DIRECTIVES:
[a] Answer these from the McCloskey post, one line each:
(i) Who tweeted a link to the new Washington Post article?
(ii) About how much did Opus Dei pay to settle the 2005 suit?
(iii) Which spokesman choked back tears while speaking?
[b] Please set down, word for word, the section of the McCloskey post starting with "A day after" and going on through "came to light.".

Tuesday, January 8, 2019

Addendum to McCloskey Story: Opus Dei Priest Speaks Out: "He Was Around for a Year After We Were Informed. … It's Not Good. But We May As Well Own It"

More is coming out now about the McCloskey story. A few minutes ago, Michelle Boorstein tweeted out a link to a new Washington Post article entitled "In emotional interview, Opus Dei spokesman said he 'hated' how prominent priest’s sexual misconduct case was handled." Here are some pertinent passages in this article — which I encourage you to read in light of my previous posting about the McCloskey revelations earlier today:

A day after announcing that the global Catholic community Opus Dei had paid nearly $1 million to settle a 2005 sexual misconduct suit against a big-name D.C. priest, a spokesman for the ultraconservative institution Tuesday expressed regret that the Rev. C. John McCloskey had been allowed to remain in ministry after the allegations came to light. 
"It's an argument that is no longer tenable — this 'Let's quiet things over so priests can continue to do good,' " said Brian Finnerty, choking back tears as he spoke with unusual frankness.

RECORDS:
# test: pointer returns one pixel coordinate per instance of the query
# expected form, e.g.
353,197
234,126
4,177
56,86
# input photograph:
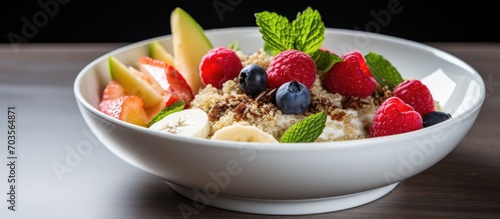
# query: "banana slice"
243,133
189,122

...

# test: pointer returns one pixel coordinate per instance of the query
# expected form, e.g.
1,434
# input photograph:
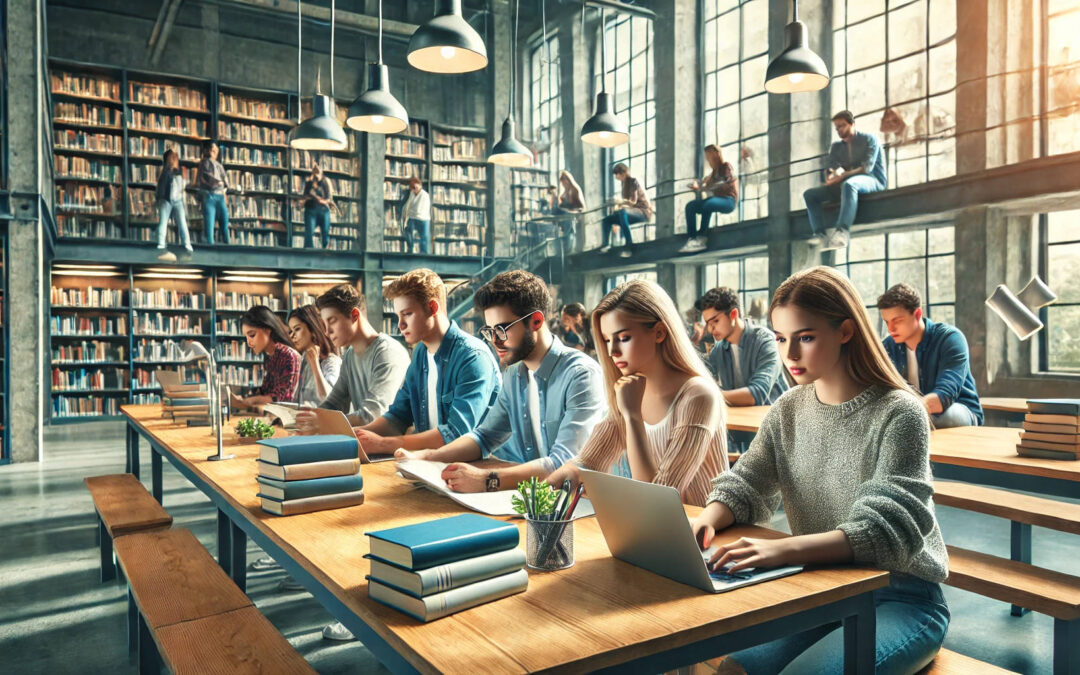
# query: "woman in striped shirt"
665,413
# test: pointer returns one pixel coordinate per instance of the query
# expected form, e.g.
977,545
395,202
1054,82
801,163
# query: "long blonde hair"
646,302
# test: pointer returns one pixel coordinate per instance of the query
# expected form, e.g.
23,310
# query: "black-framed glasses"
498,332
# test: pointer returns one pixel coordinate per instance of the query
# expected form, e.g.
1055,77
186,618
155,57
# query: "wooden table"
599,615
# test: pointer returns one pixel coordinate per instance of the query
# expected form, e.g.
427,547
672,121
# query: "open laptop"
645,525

ANSWERS PER TASK:
[a]
(i) Michelle Boorstein
(ii) Nearly $1 million
(iii) Brian Finnerty

[b]
A day after announcing that the global Catholic community Opus Dei had paid nearly $1 million to settle a 2005 sexual misconduct suit against a big-name D.C. priest, a spokesman for the ultraconservative institution Tuesday expressed regret that the Rev. C. John McCloskey had been allowed to remain in ministry after the allegations came to light.